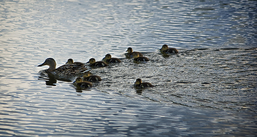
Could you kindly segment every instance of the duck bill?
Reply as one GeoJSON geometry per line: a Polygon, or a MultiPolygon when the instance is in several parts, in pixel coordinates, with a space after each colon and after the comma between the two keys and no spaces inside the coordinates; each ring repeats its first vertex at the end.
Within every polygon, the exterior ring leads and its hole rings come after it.
{"type": "Polygon", "coordinates": [[[43,65],[46,65],[46,63],[45,62],[43,63],[43,64],[39,65],[38,66],[43,66],[43,65]]]}

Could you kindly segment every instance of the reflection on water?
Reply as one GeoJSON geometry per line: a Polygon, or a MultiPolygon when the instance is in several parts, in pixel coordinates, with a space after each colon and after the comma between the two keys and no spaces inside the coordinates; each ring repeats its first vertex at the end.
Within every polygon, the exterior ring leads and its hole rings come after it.
{"type": "Polygon", "coordinates": [[[256,5],[0,2],[1,136],[255,135],[256,5]],[[128,47],[150,61],[126,59],[128,47]],[[88,90],[36,66],[108,53],[122,62],[93,69],[103,80],[88,90]],[[138,78],[155,86],[135,89],[138,78]]]}

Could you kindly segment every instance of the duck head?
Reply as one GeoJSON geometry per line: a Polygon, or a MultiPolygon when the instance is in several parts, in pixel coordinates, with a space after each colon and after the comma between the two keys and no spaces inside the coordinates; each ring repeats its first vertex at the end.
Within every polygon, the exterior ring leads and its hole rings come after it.
{"type": "Polygon", "coordinates": [[[53,71],[56,69],[56,62],[54,59],[49,58],[45,60],[45,62],[42,64],[39,65],[38,66],[41,66],[43,65],[48,65],[49,67],[48,69],[49,71],[53,71]]]}
{"type": "Polygon", "coordinates": [[[67,62],[65,63],[65,64],[72,64],[72,63],[73,63],[73,59],[71,58],[68,59],[67,62]]]}
{"type": "Polygon", "coordinates": [[[126,50],[126,52],[127,52],[128,53],[132,53],[132,52],[133,52],[133,50],[132,50],[132,48],[127,48],[127,50],[126,50]]]}
{"type": "Polygon", "coordinates": [[[168,47],[168,45],[167,44],[163,44],[162,45],[162,47],[161,47],[161,48],[160,49],[160,51],[164,51],[165,50],[166,50],[167,49],[168,49],[169,48],[168,47]]]}
{"type": "Polygon", "coordinates": [[[89,59],[89,61],[88,61],[88,62],[87,62],[86,63],[89,63],[90,64],[94,64],[94,63],[96,63],[96,59],[95,59],[94,58],[90,58],[89,59]]]}
{"type": "Polygon", "coordinates": [[[137,79],[137,80],[136,80],[136,82],[135,82],[135,84],[136,85],[139,85],[140,84],[142,83],[142,80],[141,80],[141,79],[137,79]]]}
{"type": "Polygon", "coordinates": [[[138,58],[139,57],[139,54],[138,54],[138,53],[137,53],[137,52],[135,52],[135,53],[132,54],[132,55],[131,55],[131,56],[133,58],[138,58]]]}
{"type": "Polygon", "coordinates": [[[82,79],[81,77],[78,77],[76,80],[75,80],[75,81],[73,82],[73,83],[81,83],[82,82],[83,80],[82,79]]]}

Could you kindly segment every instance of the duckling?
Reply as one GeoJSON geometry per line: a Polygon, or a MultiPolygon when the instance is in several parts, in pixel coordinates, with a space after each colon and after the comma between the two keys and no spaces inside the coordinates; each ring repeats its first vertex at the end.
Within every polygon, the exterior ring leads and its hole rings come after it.
{"type": "Polygon", "coordinates": [[[141,79],[137,79],[135,82],[135,86],[139,88],[143,88],[148,87],[153,87],[154,86],[149,82],[142,82],[141,79]]]}
{"type": "Polygon", "coordinates": [[[54,59],[52,58],[46,59],[44,63],[38,66],[46,65],[49,67],[44,71],[46,73],[50,73],[55,76],[62,78],[81,76],[83,72],[87,70],[87,68],[84,67],[84,64],[65,64],[56,68],[56,62],[54,59]]]}
{"type": "Polygon", "coordinates": [[[78,77],[76,79],[72,84],[76,86],[80,87],[88,88],[92,87],[92,83],[88,81],[83,81],[82,78],[78,77]]]}
{"type": "Polygon", "coordinates": [[[68,61],[67,61],[67,62],[65,63],[65,64],[84,64],[84,63],[82,63],[82,62],[74,62],[73,59],[71,58],[68,59],[68,61]]]}
{"type": "Polygon", "coordinates": [[[89,82],[98,82],[102,81],[100,77],[97,75],[91,75],[89,72],[85,72],[82,76],[84,80],[88,81],[89,82]]]}
{"type": "Polygon", "coordinates": [[[160,49],[161,52],[163,53],[178,53],[177,49],[174,48],[170,48],[167,44],[163,44],[162,47],[160,49]]]}
{"type": "Polygon", "coordinates": [[[118,58],[112,58],[112,55],[109,54],[107,54],[105,55],[105,57],[103,58],[103,61],[107,63],[121,62],[120,60],[118,58]]]}
{"type": "Polygon", "coordinates": [[[143,56],[139,56],[138,53],[134,53],[132,54],[132,57],[134,58],[134,60],[136,61],[149,61],[149,59],[143,56]]]}
{"type": "Polygon", "coordinates": [[[96,59],[94,58],[90,58],[87,63],[89,63],[90,65],[93,66],[105,66],[108,65],[106,63],[102,61],[99,61],[96,62],[96,59]]]}
{"type": "Polygon", "coordinates": [[[126,50],[126,52],[127,52],[127,53],[125,54],[125,55],[126,55],[126,57],[127,58],[131,58],[132,57],[132,54],[134,53],[138,53],[139,54],[139,56],[143,56],[143,55],[142,53],[138,52],[133,52],[133,50],[132,50],[132,48],[127,48],[127,50],[126,50]]]}

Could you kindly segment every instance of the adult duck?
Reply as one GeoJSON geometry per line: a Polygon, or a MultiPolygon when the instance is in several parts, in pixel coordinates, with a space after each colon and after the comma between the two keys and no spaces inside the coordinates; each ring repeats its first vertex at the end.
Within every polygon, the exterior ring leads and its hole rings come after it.
{"type": "Polygon", "coordinates": [[[84,72],[87,70],[83,64],[65,64],[56,68],[56,62],[54,59],[52,58],[46,59],[44,63],[38,66],[43,65],[48,65],[49,68],[42,71],[40,73],[50,73],[57,78],[64,79],[70,79],[71,77],[81,76],[84,72]]]}

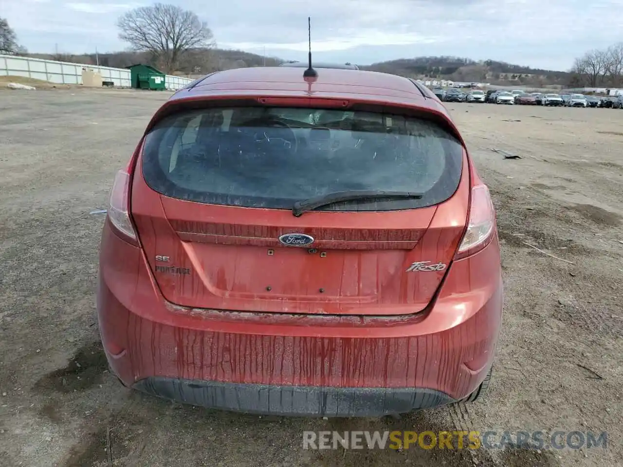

----------

* What you have to do
Which lines above contain the word "Could"? Return each of them in full, word for word.

* Final result
Could you kindly segment every instance of the duck bill?
Could you kindly segment every instance of the reflection on water?
Could you kindly segment every instance of the duck head?
Could you kindly segment every instance of the duckling?
Could you kindly segment every instance of the adult duck?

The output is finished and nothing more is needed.